- **BRIEF 1**:
List every heading that appears in the conditioning chapter before its first sentence.
- **BRIEF 2**:
Pick up the conditioning chapter after its last sentence and keep writing it.

Chapter 6 - Instrumental/Operant Conditioning
Instrumental Conditioning Background
Classical Conditioning vs. Instrumental Conditioning
Here are the basic structures of classical conditioning (CC) and instrumental conditioning (IC):
CC: Stimulus + Stimulus = Conditioned Reflexive Response
An example is footsteps + food = salivation to footsteps
IC: Voluntary Response/Behaviour + Consequence = Change in Frequency of Voluntary Behaviour
An example is biting one’s nails + punishment = no more biting of nails
An important difference between CC and IC is that the resulting response in CC is reflexive, whereas the resulting response in IC is voluntary. For instance, Pavolv’s dog does not consciously choose to drool as a response to the bell; it is a reflexive behaviour. Conversely, if I bite my nails, someone makes a mean comment about them, then I might voluntarily choose not to bite my nails anymore — this would be an instance of instrumental conditioning.

- **DATA SUPPLIED**:
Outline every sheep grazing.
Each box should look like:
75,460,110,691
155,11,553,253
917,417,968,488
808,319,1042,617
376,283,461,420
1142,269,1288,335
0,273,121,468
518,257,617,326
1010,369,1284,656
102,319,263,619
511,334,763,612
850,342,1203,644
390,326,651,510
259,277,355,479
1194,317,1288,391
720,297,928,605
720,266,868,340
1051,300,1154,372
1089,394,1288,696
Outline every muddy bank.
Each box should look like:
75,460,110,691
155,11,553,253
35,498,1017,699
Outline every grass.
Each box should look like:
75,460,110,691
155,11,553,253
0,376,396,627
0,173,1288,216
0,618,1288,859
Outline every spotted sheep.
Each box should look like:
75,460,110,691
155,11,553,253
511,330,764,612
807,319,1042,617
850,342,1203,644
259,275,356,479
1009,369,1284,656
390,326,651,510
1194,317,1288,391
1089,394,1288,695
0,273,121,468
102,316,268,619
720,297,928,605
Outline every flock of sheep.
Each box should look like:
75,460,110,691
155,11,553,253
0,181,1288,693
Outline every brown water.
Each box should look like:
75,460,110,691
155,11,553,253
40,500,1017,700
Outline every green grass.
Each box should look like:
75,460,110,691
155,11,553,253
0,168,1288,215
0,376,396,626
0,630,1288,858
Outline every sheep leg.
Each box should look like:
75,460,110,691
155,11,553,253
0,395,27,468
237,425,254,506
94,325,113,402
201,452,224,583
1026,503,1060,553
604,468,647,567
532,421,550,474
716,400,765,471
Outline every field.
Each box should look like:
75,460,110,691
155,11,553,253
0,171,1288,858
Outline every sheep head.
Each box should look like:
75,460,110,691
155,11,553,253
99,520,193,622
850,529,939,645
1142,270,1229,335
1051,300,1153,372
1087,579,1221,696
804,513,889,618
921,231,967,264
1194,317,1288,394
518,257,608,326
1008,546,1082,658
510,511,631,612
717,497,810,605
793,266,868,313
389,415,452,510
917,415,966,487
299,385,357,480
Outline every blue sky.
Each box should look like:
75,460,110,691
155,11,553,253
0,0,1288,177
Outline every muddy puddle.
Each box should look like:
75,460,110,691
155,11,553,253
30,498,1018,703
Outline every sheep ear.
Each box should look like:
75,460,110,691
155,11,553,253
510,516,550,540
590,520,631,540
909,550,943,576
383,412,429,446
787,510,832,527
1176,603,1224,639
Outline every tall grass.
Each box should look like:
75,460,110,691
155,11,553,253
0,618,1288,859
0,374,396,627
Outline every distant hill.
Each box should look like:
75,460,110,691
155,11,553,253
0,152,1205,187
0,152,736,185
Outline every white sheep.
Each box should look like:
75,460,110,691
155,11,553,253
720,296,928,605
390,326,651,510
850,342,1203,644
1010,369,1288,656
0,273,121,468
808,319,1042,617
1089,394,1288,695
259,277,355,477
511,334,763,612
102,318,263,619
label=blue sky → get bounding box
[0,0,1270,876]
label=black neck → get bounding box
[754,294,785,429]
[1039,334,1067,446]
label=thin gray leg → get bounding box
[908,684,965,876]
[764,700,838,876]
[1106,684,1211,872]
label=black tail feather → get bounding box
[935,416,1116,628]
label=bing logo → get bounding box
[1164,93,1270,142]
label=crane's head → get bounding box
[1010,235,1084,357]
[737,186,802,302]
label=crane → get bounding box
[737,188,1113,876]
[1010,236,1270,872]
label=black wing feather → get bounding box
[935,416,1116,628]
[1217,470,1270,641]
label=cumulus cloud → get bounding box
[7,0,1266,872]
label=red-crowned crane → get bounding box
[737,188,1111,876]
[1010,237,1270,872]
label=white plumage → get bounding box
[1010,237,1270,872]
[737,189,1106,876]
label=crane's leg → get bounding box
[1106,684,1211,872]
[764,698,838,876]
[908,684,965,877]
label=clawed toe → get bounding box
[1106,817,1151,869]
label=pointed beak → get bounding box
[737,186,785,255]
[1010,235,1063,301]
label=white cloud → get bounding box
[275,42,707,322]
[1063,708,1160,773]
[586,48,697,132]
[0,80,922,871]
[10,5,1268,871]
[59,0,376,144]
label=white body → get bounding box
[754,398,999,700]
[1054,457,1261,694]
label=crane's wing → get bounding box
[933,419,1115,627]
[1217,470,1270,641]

- **TASK ANSWER 1**:
Chapter 6 - Instrumental/Operant Conditioning
Instrumental Conditioning Background
Classical Conditioning vs. Instrumental Conditioning

- **TASK ANSWER 2**:
The Basic Procedure of Instrumental Conditioning
In IC, voluntary responses are modified:
STEP I: The organism ‘reacts or behaves’
Example: A dog sits
Experimental Example: A starved rat gets a basketball in a mini basket
STEP II: A behaviour modification technique is applied
Example: A treat is given to the dog
Experimental Example: The rat is given food pellets
CONSEQUENCE: The reaction or behaviour either occurs more frequently or is reduced/stopped
Example: The dog sits to receive a treat
Experimental Example: The rat dunks the basketball to get food
Note that IC can also be used to produce complex behaviours.
Instrumental Conditioning Definitions
Basically, IC is a type of learning in which the consequences of behaviour tend to modify that behaviour in the future. Essentially, behaviour that is rewarded or reinforced tends to be repeated, whereas behaviour that is ignored or punished is less likely to be repeated.
Instrumental behaviour — Behaviour that occurs because it was previously needed for producing certain consequences.
Examples include…
Lever-pressing to receive a reward
Turning the key to start the car
Pulling the handle on a slot machine to win
Driving slowly as to not get a speeding ticket
Avoiding an electric fence to avoid getting shocked
Instrumental conditioning — Procedures developed to study instrumental behaviour through reinforcement and punishment.
Essentially, it’s looking at the whole operant conditioning process
Early Instrumental Conditioning Studies
Thorndike’s Early Studies
Edward L. Thorndike (1874-1949) was the first serious theoretical analyst of instrumental conditioning. His earlier experiments involved cat puzzle boxes, in which the cat had to learn to perform a particular behaviour to exit the puzzle box.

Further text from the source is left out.